[AIM]
Take the entries below and reproduce them word for word.

[INFORMATION SHOWN]
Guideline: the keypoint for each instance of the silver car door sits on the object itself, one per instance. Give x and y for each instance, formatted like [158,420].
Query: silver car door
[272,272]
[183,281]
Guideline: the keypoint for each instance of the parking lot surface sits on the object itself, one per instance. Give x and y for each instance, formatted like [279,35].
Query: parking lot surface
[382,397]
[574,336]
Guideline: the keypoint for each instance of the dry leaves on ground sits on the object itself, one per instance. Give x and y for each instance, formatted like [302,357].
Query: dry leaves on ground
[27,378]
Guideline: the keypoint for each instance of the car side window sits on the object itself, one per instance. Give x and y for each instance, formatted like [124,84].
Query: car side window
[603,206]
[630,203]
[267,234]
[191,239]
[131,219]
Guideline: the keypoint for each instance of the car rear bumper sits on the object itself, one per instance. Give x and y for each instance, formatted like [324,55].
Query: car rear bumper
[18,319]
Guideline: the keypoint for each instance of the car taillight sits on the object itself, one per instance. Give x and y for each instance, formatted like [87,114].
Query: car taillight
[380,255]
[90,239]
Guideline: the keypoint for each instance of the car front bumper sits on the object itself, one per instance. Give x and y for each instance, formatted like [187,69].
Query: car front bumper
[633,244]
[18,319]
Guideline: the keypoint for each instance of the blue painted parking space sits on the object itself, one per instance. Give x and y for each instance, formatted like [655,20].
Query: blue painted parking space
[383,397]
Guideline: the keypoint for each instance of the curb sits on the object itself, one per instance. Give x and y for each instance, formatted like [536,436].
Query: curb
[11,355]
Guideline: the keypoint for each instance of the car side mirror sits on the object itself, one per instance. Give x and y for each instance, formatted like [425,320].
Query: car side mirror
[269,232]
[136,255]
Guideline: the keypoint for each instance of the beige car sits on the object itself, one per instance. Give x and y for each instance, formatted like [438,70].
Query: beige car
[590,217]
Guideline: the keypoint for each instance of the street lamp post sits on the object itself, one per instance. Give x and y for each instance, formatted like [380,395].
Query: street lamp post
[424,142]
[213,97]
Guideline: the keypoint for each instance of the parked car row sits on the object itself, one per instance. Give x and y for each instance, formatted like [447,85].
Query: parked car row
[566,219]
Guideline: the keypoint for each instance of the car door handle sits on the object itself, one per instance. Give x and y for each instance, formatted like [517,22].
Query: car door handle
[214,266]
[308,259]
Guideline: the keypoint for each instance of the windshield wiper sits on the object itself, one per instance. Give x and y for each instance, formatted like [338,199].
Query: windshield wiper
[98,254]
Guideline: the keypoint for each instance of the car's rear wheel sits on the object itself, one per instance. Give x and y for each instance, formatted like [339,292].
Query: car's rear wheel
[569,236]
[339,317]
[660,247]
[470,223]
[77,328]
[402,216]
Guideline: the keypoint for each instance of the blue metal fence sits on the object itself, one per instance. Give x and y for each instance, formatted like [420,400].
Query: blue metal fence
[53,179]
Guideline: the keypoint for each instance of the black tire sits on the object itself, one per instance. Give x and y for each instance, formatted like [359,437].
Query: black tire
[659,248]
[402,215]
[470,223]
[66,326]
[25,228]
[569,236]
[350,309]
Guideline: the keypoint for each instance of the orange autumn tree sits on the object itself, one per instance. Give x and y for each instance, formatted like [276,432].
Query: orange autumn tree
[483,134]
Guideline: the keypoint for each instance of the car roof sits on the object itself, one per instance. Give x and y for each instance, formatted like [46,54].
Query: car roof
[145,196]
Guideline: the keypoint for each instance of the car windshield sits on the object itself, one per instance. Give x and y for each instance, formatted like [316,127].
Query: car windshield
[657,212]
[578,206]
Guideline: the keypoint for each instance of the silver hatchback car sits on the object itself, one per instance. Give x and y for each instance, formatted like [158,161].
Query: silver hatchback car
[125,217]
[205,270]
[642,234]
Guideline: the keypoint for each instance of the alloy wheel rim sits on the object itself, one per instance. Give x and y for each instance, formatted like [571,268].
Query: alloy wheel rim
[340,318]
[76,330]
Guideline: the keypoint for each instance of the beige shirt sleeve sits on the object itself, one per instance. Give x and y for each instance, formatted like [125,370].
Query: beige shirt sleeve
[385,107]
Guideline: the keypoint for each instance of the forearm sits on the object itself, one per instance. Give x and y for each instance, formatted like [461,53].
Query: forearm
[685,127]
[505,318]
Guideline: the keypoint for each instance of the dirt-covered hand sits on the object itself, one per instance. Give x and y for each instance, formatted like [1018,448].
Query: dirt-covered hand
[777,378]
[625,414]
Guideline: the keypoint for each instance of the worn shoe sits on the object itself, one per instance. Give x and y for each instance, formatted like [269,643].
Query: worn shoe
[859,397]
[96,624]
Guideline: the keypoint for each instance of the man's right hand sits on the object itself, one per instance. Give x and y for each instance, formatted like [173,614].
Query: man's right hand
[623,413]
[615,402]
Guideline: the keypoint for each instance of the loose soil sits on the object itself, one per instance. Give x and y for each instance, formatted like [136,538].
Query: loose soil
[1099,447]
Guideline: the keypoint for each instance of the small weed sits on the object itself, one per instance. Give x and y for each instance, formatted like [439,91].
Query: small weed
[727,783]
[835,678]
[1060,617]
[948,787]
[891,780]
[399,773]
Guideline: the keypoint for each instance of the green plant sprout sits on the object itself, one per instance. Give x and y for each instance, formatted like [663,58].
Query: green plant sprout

[THE RESPONSE]
Guideline: the keypoint for each instance of the silver car door sits on the object itself, one per instance. Give x and y for each instance, formatted like [158,420].
Query: silver car door
[272,272]
[183,281]
Guideline: the keypoint for each instance of the parking lot surface sits on the object itself, one per instance. Give x and y for each instance, formatted like [279,35].
Query: parking lot surface
[382,397]
[574,336]
Guideline: the keypoint for each instance of the dry leaves on ground sits on the object itself, one per instance. Give x and y for each instance, formatted like [302,357].
Query: dry leaves on ground
[27,378]
Guideline: the keypoint for each instance of the car side window sits on the object itself, one per instance. Give x and y for each instance, formatted like [124,84].
Query: car side window
[603,206]
[630,203]
[267,234]
[191,239]
[131,219]
Guideline: the keypoint for each instance of the car rear bumper sits on the object itself, one per instance. Give x and y for each instance, formatted like [324,55].
Query: car rear bumper
[18,319]
Guideline: the keypoint for each instance of the car taillight sits on the object itself, one per instance. Give x and y for each instance, formatted like [87,114].
Query: car taillight
[380,255]
[90,239]
Guideline: the keypoint for each instance of the car front bumper sits on the object itself, one per instance. Give x and y for each instance, formatted like [187,69].
Query: car front bumper
[633,244]
[18,319]
Guideline: the keypoint for each instance of the blue painted parking space sits on the object itself, one per instance. Give x and y for each instance, formatted like [655,20].
Query: blue painted parking space
[383,397]
Guideline: the keypoint for each instance of the curb sits on the object itself, one per instance. Give x and y for each instance, formatted like [536,436].
Query: curb
[11,355]
Guideline: the keypoint for each instance of the car side mirror sits on the object itself, one per instance. Give x and y for each instance, formatted like [425,320].
Query: car side mirror
[269,232]
[136,255]
Guideline: the keypoint for each instance of the beige car sits on the object itself, one per instance. Give x and y for each instance, formatted like [438,70].
Query: beige car
[590,217]
Guideline: the keypoint for each instance of the street lamp post sits on the object itself, one per instance. Give x and y for each instance, formatted like [380,395].
Query: street lamp post
[424,142]
[213,97]
Guideline: the keypoint for each instance of the parked car row sits on the object itself, one per instance. Give x and y for each instance, formatted like [447,85].
Query: parked car row
[566,219]
Guideline: the keypoint for each instance of the car door handle sits on the object itself, one per instance. Give x and y for each instance, formatted like [517,22].
Query: car door handle
[214,266]
[308,259]
Guideline: the keypoint for each instance of the windshield wiper sits on the object itself, one per instance. Give x and y for each instance, formatted like [338,199].
Query: windshield wiper
[98,254]
Guideline: the keypoint for each instance of the car's rear wheel sits on the object itself, one per instance. Give x and y for each instance, formatted like [339,292].
Query: car's rear wheel
[569,236]
[339,317]
[660,247]
[470,223]
[77,328]
[402,216]
Guideline: the keypoint for each instance of the blue metal fence sits on the object itself, one per instance. Give x and y for each instance, formatted like [420,400].
Query: blue metal fence
[53,179]
Guideline: the keypoint for each instance of the black tire sits on the object itself, one per instance. Give x and y for each instance, formatted like [359,437].
Query: black tire
[659,248]
[402,215]
[470,223]
[66,326]
[25,228]
[569,236]
[350,309]
Guideline: the keypoint for each instance of the orange autumn tree sits on the object itself, one per instance. Give x and y for each instance, formatted like [276,432].
Query: orange autumn tree
[483,134]
Guideline: the keypoint for each instance of the car roof sits on the object itself, one per instance. Give x and y for each instance, formatted like [46,54].
Query: car roof
[145,196]
Guideline: the keypoint for each instance of the car windshield sits on the object itself, one per instance. Give x and y for each instance, formatted like [316,127].
Query: car windshield
[657,212]
[578,206]
Guideline: the keypoint for each instance of the silver hatchback car sits on the object itself, one per instance. Give x and y for each instance, formatted like [158,161].
Query: silver hatchback car
[125,217]
[205,270]
[642,234]
Guideline: the keypoint for each instance of the alloy wheel rim sits on the object itself, one per instance. Give x and y for each instance, formatted like [571,268].
Query: alloy wheel rim
[340,318]
[76,330]
Guideline: the keypoint for each instance of the beige shirt sleeve sits on the object itself, one per instance. Give x and y for each instance, formatted like [125,370].
Query: beige shirt sleeve
[385,107]
Guideline: the keypoint for each instance of the forearm sits on the object itself, one per instance. Give x and y for each instance, formatted like [461,53].
Query: forearm
[685,127]
[505,318]
Guideline: the keypoint for each instance of the dirt-covered hand sits on the object itself, one per instance. Give x and y for each instance, formatted like [1018,448].
Query: dirt-covered hand
[777,378]
[625,414]
Guideline: the keypoint for each instance of the worn shoe sits on the object itself, one per instance. Give x and y for each instance, formatted like [269,643].
Query: worn shoe
[859,397]
[96,624]
Guideline: the keypoint for each instance of the man's right hand sits on the object itself, one per instance. Give x and y for each instance, formatted like [173,614].
Query: man's right hand
[623,413]
[615,402]
Guideline: the keypoint for each instance of the loose soil sits on the object itself, one per instance. Give x and y for each instance, formatted like [136,538].
Query: loose soil
[1099,447]
Guideline: the keypoint for each instance of the small weed sits on the object itself, one per instance. Give x and y for each instance, formatted like [439,91].
Query: small weed
[727,783]
[835,678]
[1060,617]
[948,787]
[891,780]
[399,773]
Guideline: the keypoint for each instance of the green plant sprout sits on the object itself, one per instance. Give x and y for each instance, formatted like [663,58].
Query: green plant sprout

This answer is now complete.